**What is needed:**
Within the lines below, find those that hold the string "flower" and copy each one.

**Input data:**
┄┄┄┄┄┄┄┄┄┄

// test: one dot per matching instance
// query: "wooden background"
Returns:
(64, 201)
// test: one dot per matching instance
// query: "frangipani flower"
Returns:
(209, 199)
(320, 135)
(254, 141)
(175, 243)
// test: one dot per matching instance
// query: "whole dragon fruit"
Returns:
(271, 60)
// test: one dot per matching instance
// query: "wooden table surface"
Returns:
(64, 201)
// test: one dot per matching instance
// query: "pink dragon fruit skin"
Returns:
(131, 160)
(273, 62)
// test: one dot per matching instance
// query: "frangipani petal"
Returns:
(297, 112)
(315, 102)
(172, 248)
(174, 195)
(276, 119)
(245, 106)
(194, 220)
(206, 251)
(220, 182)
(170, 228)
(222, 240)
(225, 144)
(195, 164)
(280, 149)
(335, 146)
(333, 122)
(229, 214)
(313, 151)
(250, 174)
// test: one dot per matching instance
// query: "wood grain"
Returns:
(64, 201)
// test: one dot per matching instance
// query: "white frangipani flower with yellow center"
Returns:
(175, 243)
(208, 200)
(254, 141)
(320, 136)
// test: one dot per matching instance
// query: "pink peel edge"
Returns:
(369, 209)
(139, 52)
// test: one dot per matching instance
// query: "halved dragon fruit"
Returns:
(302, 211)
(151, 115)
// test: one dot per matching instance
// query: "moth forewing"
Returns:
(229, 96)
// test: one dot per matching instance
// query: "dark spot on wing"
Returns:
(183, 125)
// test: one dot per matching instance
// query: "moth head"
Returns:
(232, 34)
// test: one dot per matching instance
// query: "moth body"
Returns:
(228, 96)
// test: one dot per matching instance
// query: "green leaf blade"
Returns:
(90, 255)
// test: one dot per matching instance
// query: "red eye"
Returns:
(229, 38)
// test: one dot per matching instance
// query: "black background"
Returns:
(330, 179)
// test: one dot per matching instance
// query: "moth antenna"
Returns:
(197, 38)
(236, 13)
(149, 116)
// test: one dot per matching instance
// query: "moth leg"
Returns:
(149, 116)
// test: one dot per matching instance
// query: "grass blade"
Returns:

┄┄┄┄┄┄┄┄┄┄

**Exercise result:**
// query: "frangipani flower"
// query: "white frangipani flower with yellow center"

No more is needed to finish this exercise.